— START DATA FOR PROCESSING —
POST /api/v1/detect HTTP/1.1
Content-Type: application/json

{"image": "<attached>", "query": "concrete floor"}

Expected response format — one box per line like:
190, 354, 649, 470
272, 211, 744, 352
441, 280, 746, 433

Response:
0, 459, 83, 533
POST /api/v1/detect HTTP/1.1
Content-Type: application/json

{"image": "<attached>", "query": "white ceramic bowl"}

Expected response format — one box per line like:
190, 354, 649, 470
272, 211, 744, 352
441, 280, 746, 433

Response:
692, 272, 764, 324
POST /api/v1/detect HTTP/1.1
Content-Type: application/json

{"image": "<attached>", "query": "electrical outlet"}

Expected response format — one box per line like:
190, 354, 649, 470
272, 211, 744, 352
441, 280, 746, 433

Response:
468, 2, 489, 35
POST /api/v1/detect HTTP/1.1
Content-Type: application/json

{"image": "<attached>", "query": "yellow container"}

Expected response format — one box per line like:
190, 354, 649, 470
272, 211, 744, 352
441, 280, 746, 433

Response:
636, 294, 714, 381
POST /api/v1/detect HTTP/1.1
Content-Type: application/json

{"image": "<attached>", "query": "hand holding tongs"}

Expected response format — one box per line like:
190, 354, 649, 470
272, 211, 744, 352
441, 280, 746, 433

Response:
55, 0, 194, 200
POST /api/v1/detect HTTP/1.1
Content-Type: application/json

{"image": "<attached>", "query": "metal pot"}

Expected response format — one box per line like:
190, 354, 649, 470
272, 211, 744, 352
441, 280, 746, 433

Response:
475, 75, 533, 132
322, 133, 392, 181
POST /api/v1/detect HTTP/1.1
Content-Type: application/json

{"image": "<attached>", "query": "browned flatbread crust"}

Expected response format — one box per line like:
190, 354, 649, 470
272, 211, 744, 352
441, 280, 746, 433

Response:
— END DATA FOR PROCESSING —
DIRECTION:
Write out the material word for word, from its first line through the line that contains "55, 0, 194, 200", including both of those lines.

EXPECTED OUTPUT:
POST /api/v1/detect HTTP/1.1
Content-Type: application/json

{"image": "<attached>", "query": "concrete floor"}

Expected response format — one box per line like:
190, 354, 649, 470
272, 211, 744, 352
441, 280, 746, 433

Response:
0, 459, 83, 533
POST /api/v1/detect HTTP/1.1
Content-Type: application/json

{"image": "<attached>", "query": "white ceramic bowl"}

Expected response format — one box per line like:
190, 354, 649, 470
272, 211, 744, 352
441, 280, 746, 433

Response:
692, 272, 764, 324
POST /api/v1/detect HTTP/1.1
Content-Type: application/json

{"image": "<attached>", "query": "electrical outlet"}

Expected response format — one box per line like:
190, 354, 649, 470
272, 211, 744, 352
441, 280, 746, 433

Response:
468, 2, 489, 35
POST /api/v1/detect HTTP/1.1
Content-Type: application/json

{"image": "<attached>", "query": "yellow container"}

Expected response format — one box per line like:
190, 354, 649, 470
272, 211, 744, 352
441, 280, 746, 433

Response:
636, 294, 714, 381
POST /api/v1/detect HTTP/1.1
Content-Type: application/json

{"image": "<attached>", "query": "hand holding tongs"}

Expected response format — one box per line like:
190, 354, 649, 470
272, 211, 744, 352
441, 280, 746, 433

Response:
55, 0, 194, 200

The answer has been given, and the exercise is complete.